(Exercício proposto 1):
Segundo o texto sobre o filme, quem dirigiu Eu receberia as piores notícias dos seus lindos lábios?
(Exercício proposto 2):
Repita do texto sobre o filme, sem nenhuma alteração, o trecho que começa em "O filme narra" e termina em "e madeireiras ilegais.".

(Texto fornecido):
::::::::::

Eu veria os mais lindos filmes através dos seus trágicos olhos



Se os olhos são as janelas da alma, os de Lavínia estão semicerrados por grossas venezianas de um silêncio que ecoa mistério. Engana-se aquele que os observa e se acha capaz de entrever o que se passa no íntimo deles. Nem o próprio Cauby, protagonista do filme Eu receberia as piores notícias dos seus lindos lábios, consegue descobrir por inteiro o que está por detrás deles. O fotógrafo (e o espectador) forasteiro se vê diante de diferentes versões de Lavínia, à medida que o romance dos dois cresce com o passar dos minutos, das horas, dos dias, dos meses. Até que a vida de ambos começa a descer uma corredeira, como um dos muitos rios que cortam o ventre do Pará, alimentado pelo proibido, pelo prazer, pelo remorso, pelo amor, pelo perigo.

– Cauby, santa é a carne que peca, diria mais tarde Viktor Laurence, jornalista e amigo do fotógrafo, em uma agourenta premonição.


Eu receberia as piores notícias dos seus lindos lábios (2011), dirigido por Beto Brant e Renato Ciasca, é inspirado no livro homônimo de 2005, de Marçal Aquino, que, aliás, também é o responsável pelo roteiro da adaptação. Este é sétimo trabalho que nasce da parceria e da amizade de 20 anos entre Brant e Aquino. Pela mão de Brant, já foram à tela Os Matadores (1997), Ação Entre Amigos (1998) e O Invasor (2001), todos livros de Aquino. Os outros três filmes do diretor (Crime Delicado – 2005; Cão Sem Dono – 2007; e O Amor Segundo B. Schianberg – 2009) não foram baseados diretamente na obra de Aquino, mas também tiveram sua participação como roteirista. Já com Renato, Beto já vinha trabalhando desde O Invasor, sendo Eu receberia as piores notícias dos seus lindos lábios o primeiro filme no qual dividem a direção.

O filme narra o romance tortuoso que nasce entre Lavínia, uma mulher cheia de histórias ocultas (e esposa de Ernani, um popular pastor e líder religioso), e Cauby, um fotógrafo vindo de São Paulo. Como pano de fundo, o cenário paradisíaco de uma cidade no interior do Pará, rachada pelas tensões entre ambientalistas e madeireiras ilegais.

::::::::::

Entradas de dados salvas:
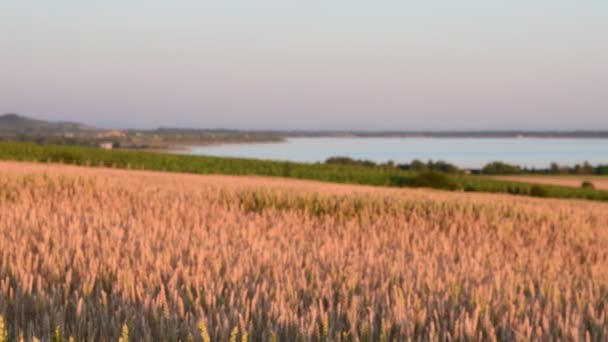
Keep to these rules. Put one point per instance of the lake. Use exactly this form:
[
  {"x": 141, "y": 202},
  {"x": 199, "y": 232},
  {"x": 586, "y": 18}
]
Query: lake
[{"x": 464, "y": 152}]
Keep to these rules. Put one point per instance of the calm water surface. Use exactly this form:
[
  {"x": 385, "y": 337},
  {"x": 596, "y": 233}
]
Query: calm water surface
[{"x": 464, "y": 152}]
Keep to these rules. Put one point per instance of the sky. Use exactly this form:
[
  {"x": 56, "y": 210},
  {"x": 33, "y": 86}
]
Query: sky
[{"x": 281, "y": 64}]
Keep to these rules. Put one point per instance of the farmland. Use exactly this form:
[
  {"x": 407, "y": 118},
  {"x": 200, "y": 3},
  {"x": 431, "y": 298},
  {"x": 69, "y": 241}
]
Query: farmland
[
  {"x": 599, "y": 182},
  {"x": 97, "y": 253},
  {"x": 351, "y": 174}
]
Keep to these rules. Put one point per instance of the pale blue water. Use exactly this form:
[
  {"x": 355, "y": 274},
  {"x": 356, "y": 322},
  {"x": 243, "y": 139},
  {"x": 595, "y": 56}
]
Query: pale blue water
[{"x": 464, "y": 152}]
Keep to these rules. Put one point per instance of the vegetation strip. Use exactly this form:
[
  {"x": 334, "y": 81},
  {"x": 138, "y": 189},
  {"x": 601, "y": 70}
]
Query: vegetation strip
[
  {"x": 337, "y": 173},
  {"x": 105, "y": 255}
]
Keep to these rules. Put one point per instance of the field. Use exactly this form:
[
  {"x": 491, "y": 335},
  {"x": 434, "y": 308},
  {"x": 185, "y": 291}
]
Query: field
[
  {"x": 350, "y": 174},
  {"x": 103, "y": 254},
  {"x": 599, "y": 182}
]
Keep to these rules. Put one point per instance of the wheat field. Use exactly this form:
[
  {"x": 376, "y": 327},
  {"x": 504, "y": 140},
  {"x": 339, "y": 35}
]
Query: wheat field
[{"x": 109, "y": 255}]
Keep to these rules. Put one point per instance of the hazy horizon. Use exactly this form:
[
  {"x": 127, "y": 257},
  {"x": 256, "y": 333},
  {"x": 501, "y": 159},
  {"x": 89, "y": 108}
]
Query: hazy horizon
[{"x": 280, "y": 65}]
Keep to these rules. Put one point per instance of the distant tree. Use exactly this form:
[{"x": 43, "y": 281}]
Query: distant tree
[
  {"x": 584, "y": 169},
  {"x": 500, "y": 168},
  {"x": 350, "y": 161},
  {"x": 554, "y": 168},
  {"x": 601, "y": 169},
  {"x": 418, "y": 165},
  {"x": 442, "y": 166}
]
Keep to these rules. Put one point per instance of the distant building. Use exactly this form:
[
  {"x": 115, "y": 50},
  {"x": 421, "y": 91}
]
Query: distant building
[{"x": 106, "y": 145}]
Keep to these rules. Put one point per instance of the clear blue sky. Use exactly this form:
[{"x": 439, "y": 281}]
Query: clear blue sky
[{"x": 479, "y": 64}]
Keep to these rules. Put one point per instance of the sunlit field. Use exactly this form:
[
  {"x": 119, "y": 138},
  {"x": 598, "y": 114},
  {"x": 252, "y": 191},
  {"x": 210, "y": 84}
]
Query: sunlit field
[{"x": 103, "y": 254}]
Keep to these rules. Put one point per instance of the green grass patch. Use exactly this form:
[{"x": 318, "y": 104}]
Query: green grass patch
[{"x": 352, "y": 174}]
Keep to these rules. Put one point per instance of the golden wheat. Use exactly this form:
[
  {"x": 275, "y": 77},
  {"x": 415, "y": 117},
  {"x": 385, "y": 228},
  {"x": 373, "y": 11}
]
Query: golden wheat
[{"x": 108, "y": 255}]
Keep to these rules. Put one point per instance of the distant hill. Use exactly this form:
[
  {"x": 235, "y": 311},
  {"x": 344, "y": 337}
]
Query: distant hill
[{"x": 14, "y": 124}]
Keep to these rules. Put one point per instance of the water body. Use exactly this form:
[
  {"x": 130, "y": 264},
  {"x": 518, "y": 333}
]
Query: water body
[{"x": 464, "y": 152}]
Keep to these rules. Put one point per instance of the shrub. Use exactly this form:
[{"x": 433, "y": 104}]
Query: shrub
[
  {"x": 500, "y": 168},
  {"x": 539, "y": 191},
  {"x": 432, "y": 179},
  {"x": 587, "y": 185}
]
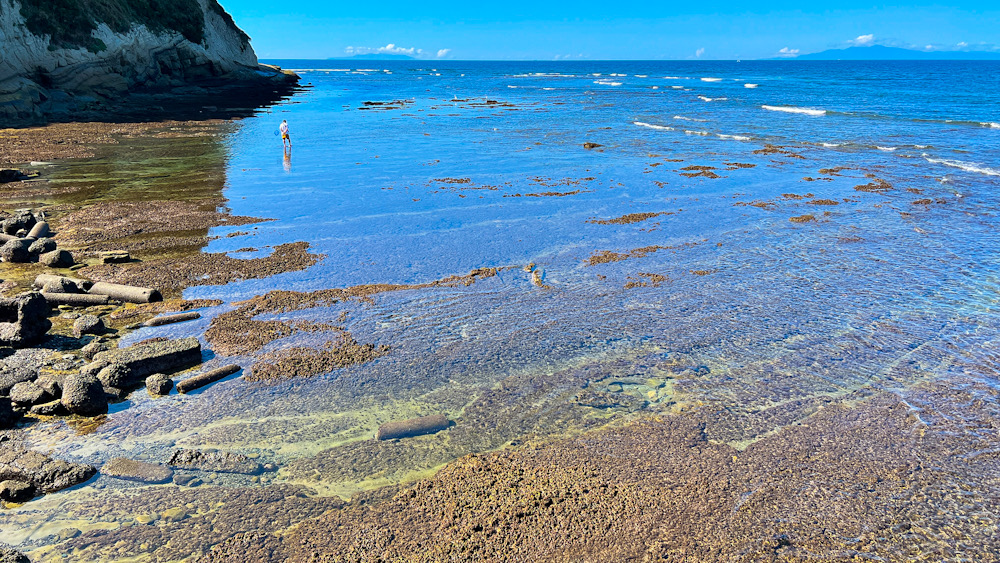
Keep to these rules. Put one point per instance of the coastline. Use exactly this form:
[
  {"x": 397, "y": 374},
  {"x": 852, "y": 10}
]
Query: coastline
[{"x": 886, "y": 468}]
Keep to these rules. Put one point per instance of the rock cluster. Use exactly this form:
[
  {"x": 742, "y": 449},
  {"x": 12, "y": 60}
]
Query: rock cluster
[{"x": 26, "y": 237}]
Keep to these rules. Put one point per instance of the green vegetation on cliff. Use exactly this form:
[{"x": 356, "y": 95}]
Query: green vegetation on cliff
[{"x": 71, "y": 23}]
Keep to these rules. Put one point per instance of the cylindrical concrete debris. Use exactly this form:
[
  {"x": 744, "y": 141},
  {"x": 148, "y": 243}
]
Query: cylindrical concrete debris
[
  {"x": 41, "y": 229},
  {"x": 42, "y": 279},
  {"x": 206, "y": 378},
  {"x": 412, "y": 427},
  {"x": 127, "y": 293},
  {"x": 170, "y": 319},
  {"x": 75, "y": 299}
]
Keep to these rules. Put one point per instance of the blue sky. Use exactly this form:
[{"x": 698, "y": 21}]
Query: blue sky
[{"x": 618, "y": 29}]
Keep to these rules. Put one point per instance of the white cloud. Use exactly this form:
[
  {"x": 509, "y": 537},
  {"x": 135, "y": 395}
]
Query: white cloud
[
  {"x": 863, "y": 40},
  {"x": 390, "y": 49}
]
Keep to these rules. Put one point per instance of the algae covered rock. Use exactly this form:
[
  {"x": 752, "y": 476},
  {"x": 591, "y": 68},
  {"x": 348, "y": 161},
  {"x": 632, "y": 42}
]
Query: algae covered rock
[
  {"x": 83, "y": 394},
  {"x": 88, "y": 324},
  {"x": 132, "y": 470},
  {"x": 16, "y": 491},
  {"x": 24, "y": 320},
  {"x": 57, "y": 259}
]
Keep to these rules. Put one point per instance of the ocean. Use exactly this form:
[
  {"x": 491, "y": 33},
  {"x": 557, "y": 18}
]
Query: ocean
[{"x": 759, "y": 239}]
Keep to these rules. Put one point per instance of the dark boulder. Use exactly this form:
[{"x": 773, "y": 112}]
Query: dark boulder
[
  {"x": 159, "y": 384},
  {"x": 21, "y": 221},
  {"x": 42, "y": 245},
  {"x": 11, "y": 175},
  {"x": 11, "y": 555},
  {"x": 23, "y": 320},
  {"x": 15, "y": 250},
  {"x": 84, "y": 395},
  {"x": 46, "y": 474},
  {"x": 57, "y": 259},
  {"x": 8, "y": 416},
  {"x": 28, "y": 393}
]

::::::::::

(Resultado da tarefa 1):
Beto Brant e Renato Ciasca.

(Resultado da tarefa 2):
O filme narra o romance tortuoso que nasce entre Lavínia, uma mulher cheia de histórias ocultas (e esposa de Ernani, um popular pastor e líder religioso), e Cauby, um fotógrafo vindo de São Paulo. Como pano de fundo, o cenário paradisíaco de uma cidade no interior do Pará, rachada pelas tensões entre ambientalistas e madeireiras ilegais.